▶ 指示 1
次の(a)〜(c)が抜粋テキストの内容と合っているか、それぞれ「はい」か「いいえ」で答え、判断の決め手となる抜粋テキストの語句をそのまま引用すること。(a) 手芸店の店員は、初めてなら綿の生地で練習するよう勧めた。(b) 筆者は手芸店でポリエステルボアを買った。(c) 筆者は『はじめてのどうぶつぬいぐるみ』を書店で購入した。

▶ 抜粋テキスト
● ● ●

STUFFED DREAMS

自作のぬいぐるみのかわいさは格別です

突然、ぬいぐるみ作りにはまった。身近な人は私がどれほど手先が不器用か知っている。もちろん、そんな私だから裁縫の趣味など今までまるでなかった。一体なぜ急にぬいぐるみを作り始めたのか?

予兆は少し前からあった。なんとなく、ムラムラと縫い物がしたいような気持ちが生まれており、NHKの『すてきにハンドメイド』などが急に気になりだしていた。そして、別のテレビで、飼い犬に留守中くまのぬいぐるみをズタズタに噛み千切られた小学生の男の子が自力で破片を縫い合わせて元の形にほぼ近い状態にまでぬいぐるみを補修するという番組をやっており、なぜか天啓を受けたように「これだ」と思った。

ネットで『はじめてのどうぶつぬいぐるみ』という本を購入し、本が届いたらその本を片手にさっそく近くの手芸店に出向いた。しかしぬいぐるみを作るのに何が必要なのか、どのような手順を踏むのかパラパラと本を見ても全く想像できない。とりあえず本には生地として「ポリエステルボア」が必要であると書いてある。生地売り場の生地をカットするスペースに立っていたベテラン感漂うおばさんに本を見せながら、初めてぬいぐるみを作ろうとしているのだがこういう生地を探している旨を伝えると、「うーんボアはまだ入荷がないからこれだけしかない」と指さされる。確かに種類は少なくモコモコしてはいるもののちょっとヒョウ柄みたいだったりしてぬいぐるみには適さなさそうだ。さらに「初めてなんだったらボアは縫いにくいかもしれない。まずは綿の生地で練習してみたら?」と勧められる。それはおっしゃる通りなのだが、ぬいぐるみの魅力はやはりモコモコであることなので、綿ではわざわざ自作する意味がないのだ。そこもそれなりに規模の大きい手芸店だったのだが、ここには求めているものはないと別フロアで一体何に使うのかわからないけど本に書いてある「ペレット」という白いビーズのようなものだけ買って店を出た。

● ● ●

アノテーションデータセットからの一覧:

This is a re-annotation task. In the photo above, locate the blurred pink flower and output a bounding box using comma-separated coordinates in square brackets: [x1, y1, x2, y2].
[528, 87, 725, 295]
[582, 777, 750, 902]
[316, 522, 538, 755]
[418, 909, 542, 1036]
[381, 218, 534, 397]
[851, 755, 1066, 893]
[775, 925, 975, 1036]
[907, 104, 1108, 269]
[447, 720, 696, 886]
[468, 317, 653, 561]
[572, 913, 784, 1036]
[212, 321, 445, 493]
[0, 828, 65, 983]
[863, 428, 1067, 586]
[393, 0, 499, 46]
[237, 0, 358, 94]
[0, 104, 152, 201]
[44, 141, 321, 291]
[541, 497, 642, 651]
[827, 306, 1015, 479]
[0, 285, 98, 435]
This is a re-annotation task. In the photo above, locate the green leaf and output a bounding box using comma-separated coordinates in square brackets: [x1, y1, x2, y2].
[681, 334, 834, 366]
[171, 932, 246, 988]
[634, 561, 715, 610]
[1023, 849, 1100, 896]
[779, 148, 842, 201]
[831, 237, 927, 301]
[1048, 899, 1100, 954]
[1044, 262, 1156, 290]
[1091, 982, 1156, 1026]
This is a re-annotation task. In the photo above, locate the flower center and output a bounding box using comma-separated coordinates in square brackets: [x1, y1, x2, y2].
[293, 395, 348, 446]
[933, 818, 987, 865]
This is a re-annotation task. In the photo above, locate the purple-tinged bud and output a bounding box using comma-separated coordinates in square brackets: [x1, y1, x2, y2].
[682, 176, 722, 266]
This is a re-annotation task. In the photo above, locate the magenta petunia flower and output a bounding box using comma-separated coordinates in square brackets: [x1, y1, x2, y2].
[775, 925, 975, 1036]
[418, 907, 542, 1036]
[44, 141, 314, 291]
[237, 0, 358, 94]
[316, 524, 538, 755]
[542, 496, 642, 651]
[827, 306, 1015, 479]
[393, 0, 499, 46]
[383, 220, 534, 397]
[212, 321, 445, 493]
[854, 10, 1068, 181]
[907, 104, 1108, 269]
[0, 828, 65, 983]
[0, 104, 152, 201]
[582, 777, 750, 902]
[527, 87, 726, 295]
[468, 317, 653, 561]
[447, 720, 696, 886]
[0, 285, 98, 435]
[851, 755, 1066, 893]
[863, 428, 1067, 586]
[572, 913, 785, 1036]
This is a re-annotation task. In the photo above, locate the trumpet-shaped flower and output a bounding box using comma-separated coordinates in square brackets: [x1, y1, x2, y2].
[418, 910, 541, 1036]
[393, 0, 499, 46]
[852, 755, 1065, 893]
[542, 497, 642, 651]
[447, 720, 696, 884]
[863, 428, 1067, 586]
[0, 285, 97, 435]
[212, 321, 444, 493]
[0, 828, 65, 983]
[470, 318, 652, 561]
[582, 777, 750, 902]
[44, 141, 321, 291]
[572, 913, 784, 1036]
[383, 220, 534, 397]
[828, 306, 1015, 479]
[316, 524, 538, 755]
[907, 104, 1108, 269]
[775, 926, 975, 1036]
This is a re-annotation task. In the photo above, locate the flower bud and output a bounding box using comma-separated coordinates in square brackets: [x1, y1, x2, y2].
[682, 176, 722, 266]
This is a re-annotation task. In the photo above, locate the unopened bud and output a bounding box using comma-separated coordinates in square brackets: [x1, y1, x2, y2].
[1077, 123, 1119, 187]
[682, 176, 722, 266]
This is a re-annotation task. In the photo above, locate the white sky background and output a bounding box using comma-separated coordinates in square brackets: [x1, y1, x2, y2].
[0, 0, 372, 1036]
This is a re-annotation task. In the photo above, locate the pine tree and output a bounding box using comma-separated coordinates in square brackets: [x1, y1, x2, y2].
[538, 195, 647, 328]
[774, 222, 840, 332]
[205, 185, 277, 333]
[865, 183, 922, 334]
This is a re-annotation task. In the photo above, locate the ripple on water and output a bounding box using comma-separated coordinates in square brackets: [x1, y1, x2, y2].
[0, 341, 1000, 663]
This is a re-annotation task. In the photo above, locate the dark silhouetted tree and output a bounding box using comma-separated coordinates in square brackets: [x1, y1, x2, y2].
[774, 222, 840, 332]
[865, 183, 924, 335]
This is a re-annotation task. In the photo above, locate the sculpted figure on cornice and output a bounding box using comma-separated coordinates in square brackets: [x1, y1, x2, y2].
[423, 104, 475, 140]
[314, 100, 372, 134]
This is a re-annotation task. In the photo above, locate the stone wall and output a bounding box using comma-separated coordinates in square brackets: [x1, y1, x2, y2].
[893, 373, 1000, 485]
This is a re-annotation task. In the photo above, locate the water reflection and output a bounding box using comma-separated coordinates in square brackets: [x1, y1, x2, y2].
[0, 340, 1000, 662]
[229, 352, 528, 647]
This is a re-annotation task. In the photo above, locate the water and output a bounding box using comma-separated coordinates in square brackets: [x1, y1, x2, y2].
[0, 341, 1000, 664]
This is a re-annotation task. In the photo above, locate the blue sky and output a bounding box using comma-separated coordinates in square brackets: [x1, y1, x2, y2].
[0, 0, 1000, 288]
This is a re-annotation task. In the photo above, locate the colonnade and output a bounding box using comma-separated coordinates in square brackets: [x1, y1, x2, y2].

● ● ●

▶ 指示 2
一覧のうち、「locate the ripple」を含む行から「[0, 341, 1000, 663]」を含む行までの部分を、両端の行も含めて一字一句変えずに書き写すこと。

▶ 最終回答 1
(a) はい:「初めてなんだったらボアは縫いにくいかもしれない。まずは綿の生地で練習してみたら?」
(b) いいえ:「「ペレット」という白いビーズのようなものだけ買って店を出た」
(c) いいえ:「ネットで『はじめてのどうぶつぬいぐるみ』という本を購入し」

▶ 最終回答 2
This is a re-annotation task. In the photo above, locate the ripple on water and output a bounding box using comma-separated coordinates in square brackets: [x1, y1, x2, y2].
[0, 341, 1000, 663]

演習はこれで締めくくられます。